**Task goal**
Could you report every line from the entries that includes the word "pants"?
--*--
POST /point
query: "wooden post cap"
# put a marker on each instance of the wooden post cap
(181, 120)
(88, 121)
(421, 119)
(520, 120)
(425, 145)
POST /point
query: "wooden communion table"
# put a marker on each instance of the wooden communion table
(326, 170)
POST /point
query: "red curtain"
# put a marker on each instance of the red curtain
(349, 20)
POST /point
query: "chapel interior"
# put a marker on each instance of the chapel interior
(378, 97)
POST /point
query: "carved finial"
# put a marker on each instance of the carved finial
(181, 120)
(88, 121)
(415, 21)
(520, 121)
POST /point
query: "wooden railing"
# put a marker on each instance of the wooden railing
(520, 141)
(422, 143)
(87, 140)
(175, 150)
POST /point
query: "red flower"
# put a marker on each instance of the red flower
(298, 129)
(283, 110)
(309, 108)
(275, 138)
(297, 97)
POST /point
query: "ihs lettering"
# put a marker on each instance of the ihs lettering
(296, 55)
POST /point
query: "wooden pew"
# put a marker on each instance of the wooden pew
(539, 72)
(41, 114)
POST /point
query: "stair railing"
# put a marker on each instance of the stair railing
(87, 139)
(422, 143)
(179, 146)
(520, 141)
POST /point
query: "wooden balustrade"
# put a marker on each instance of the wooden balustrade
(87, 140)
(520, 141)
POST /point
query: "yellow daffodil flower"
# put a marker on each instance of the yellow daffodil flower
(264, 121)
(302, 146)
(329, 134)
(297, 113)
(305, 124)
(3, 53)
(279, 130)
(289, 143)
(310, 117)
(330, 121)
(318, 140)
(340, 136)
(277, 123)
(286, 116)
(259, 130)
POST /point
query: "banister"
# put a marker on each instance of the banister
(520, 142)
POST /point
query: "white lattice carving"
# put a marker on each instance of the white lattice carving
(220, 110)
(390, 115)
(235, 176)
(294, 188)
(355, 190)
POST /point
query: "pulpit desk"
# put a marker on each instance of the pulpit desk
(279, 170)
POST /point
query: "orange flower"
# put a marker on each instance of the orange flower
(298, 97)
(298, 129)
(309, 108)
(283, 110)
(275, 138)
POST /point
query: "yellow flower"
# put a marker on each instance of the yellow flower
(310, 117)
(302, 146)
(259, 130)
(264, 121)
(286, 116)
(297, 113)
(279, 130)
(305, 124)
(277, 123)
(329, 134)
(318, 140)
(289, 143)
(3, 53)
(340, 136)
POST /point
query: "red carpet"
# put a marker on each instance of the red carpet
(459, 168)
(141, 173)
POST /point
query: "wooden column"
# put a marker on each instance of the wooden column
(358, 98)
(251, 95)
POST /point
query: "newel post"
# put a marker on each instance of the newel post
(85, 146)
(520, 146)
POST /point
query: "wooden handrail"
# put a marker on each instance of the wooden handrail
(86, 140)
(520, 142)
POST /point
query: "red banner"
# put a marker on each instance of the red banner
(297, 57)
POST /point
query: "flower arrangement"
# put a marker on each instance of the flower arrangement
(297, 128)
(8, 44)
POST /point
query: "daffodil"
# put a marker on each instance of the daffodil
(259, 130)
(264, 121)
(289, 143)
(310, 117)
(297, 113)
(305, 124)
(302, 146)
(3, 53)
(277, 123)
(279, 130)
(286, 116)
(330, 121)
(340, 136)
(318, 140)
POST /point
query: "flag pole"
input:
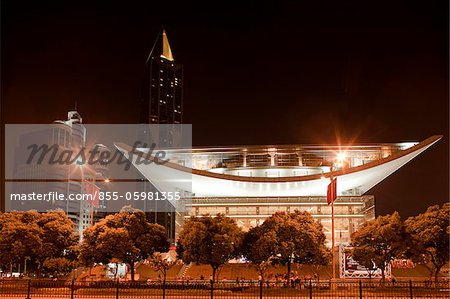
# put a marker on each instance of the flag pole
(331, 196)
(333, 262)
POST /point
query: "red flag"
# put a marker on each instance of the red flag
(332, 191)
(94, 190)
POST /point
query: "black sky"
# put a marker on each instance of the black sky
(279, 73)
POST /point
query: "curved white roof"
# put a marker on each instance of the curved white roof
(350, 181)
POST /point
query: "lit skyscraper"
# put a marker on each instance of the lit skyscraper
(162, 91)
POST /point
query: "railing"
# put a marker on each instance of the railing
(28, 289)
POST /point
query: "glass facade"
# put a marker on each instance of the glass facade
(349, 211)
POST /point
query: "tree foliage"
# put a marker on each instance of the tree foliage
(379, 242)
(287, 238)
(210, 240)
(36, 237)
(259, 248)
(125, 237)
(430, 236)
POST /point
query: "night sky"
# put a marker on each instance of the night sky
(289, 72)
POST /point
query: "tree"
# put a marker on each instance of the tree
(379, 242)
(290, 238)
(20, 238)
(126, 237)
(258, 247)
(162, 265)
(430, 236)
(36, 237)
(210, 240)
(58, 266)
(59, 240)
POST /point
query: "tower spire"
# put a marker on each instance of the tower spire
(166, 51)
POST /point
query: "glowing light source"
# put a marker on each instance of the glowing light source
(341, 156)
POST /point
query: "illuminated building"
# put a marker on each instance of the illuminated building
(250, 183)
(162, 90)
(162, 103)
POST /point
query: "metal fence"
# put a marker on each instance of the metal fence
(28, 289)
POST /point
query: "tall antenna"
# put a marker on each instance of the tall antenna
(154, 44)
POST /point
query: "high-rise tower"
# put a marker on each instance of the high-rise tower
(162, 91)
(162, 103)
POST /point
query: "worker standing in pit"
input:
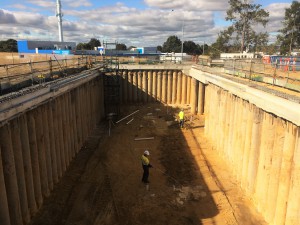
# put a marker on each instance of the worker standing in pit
(181, 118)
(146, 165)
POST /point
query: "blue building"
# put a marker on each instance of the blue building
(45, 47)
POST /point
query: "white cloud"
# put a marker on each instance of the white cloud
(129, 25)
(6, 17)
(202, 5)
(42, 3)
(277, 12)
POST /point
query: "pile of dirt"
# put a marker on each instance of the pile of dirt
(103, 184)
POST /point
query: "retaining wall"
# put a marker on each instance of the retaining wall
(258, 135)
(39, 139)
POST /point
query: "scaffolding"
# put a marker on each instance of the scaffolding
(110, 58)
(112, 80)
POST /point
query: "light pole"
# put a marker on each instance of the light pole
(182, 40)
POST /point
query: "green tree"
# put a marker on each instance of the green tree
(290, 34)
(191, 48)
(94, 43)
(244, 16)
(121, 47)
(131, 47)
(83, 46)
(9, 45)
(172, 44)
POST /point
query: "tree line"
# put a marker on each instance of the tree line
(242, 35)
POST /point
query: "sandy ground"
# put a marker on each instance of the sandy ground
(189, 184)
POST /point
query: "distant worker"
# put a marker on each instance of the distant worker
(146, 165)
(181, 118)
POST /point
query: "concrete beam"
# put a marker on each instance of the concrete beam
(267, 102)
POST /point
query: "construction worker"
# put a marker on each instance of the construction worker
(181, 118)
(146, 165)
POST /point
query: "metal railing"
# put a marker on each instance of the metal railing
(16, 76)
(280, 74)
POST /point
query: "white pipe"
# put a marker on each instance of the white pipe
(59, 18)
(127, 116)
(140, 139)
(129, 121)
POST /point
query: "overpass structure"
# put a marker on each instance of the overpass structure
(254, 128)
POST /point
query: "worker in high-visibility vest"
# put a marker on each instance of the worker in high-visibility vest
(181, 118)
(146, 165)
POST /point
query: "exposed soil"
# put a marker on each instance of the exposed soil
(189, 184)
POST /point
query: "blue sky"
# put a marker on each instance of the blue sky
(138, 23)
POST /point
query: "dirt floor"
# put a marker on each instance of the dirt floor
(189, 184)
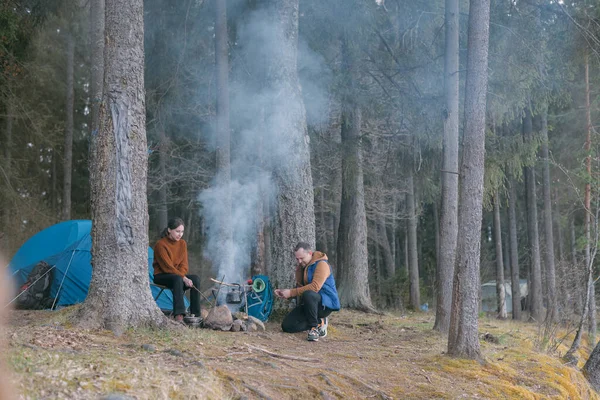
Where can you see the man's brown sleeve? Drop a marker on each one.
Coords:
(320, 276)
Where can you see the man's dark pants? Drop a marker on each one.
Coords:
(307, 315)
(175, 283)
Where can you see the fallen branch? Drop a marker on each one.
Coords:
(281, 355)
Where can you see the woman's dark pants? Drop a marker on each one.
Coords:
(175, 283)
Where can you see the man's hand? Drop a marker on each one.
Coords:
(283, 293)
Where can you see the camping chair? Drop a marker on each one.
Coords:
(162, 289)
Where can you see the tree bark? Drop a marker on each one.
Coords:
(463, 338)
(588, 209)
(7, 166)
(552, 311)
(414, 300)
(119, 295)
(68, 150)
(514, 250)
(579, 294)
(289, 150)
(449, 212)
(499, 259)
(390, 267)
(225, 249)
(97, 11)
(535, 290)
(352, 253)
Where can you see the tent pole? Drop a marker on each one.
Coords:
(63, 281)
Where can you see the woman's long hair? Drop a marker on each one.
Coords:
(174, 223)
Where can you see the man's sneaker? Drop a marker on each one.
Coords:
(313, 335)
(322, 328)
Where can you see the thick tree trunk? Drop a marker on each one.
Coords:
(552, 311)
(514, 250)
(499, 259)
(289, 150)
(414, 300)
(463, 337)
(119, 295)
(68, 150)
(449, 212)
(535, 290)
(352, 253)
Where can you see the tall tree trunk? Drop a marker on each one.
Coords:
(119, 295)
(463, 338)
(97, 11)
(535, 290)
(449, 212)
(514, 250)
(352, 254)
(552, 312)
(414, 300)
(286, 124)
(579, 281)
(499, 259)
(163, 156)
(224, 251)
(564, 296)
(68, 150)
(588, 209)
(7, 172)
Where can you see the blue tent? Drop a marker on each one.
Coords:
(67, 246)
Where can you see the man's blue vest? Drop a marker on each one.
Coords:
(328, 292)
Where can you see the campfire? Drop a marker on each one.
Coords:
(232, 302)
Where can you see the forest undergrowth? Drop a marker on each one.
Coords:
(389, 356)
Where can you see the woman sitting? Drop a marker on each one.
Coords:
(171, 268)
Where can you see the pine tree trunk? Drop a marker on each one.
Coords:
(552, 311)
(224, 250)
(8, 191)
(97, 11)
(286, 124)
(414, 300)
(463, 337)
(119, 295)
(499, 260)
(514, 250)
(68, 150)
(588, 209)
(535, 290)
(352, 254)
(390, 267)
(578, 279)
(449, 212)
(163, 155)
(563, 295)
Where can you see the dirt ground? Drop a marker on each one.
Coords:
(364, 356)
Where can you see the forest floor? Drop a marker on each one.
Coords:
(363, 356)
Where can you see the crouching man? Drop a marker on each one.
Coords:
(315, 287)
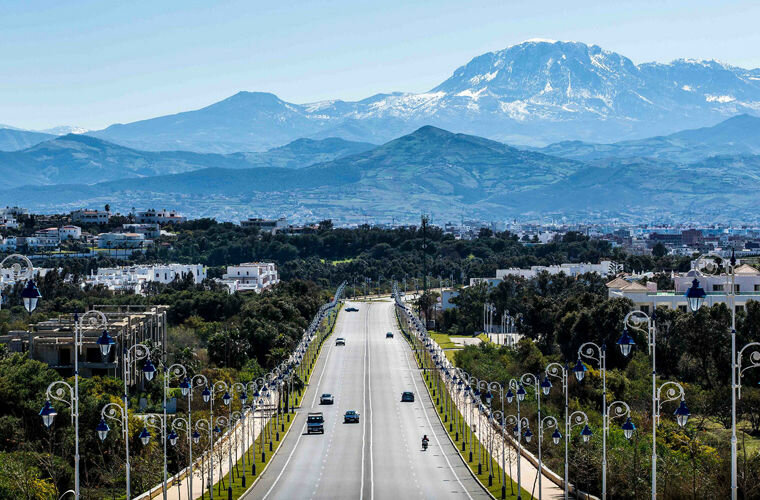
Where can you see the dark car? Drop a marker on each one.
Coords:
(315, 423)
(351, 417)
--*--
**Your response**
Where can you see the man's dark pants? Drop a marker on each one.
Where can you see the woman's dark pants? Drop a marker on each one.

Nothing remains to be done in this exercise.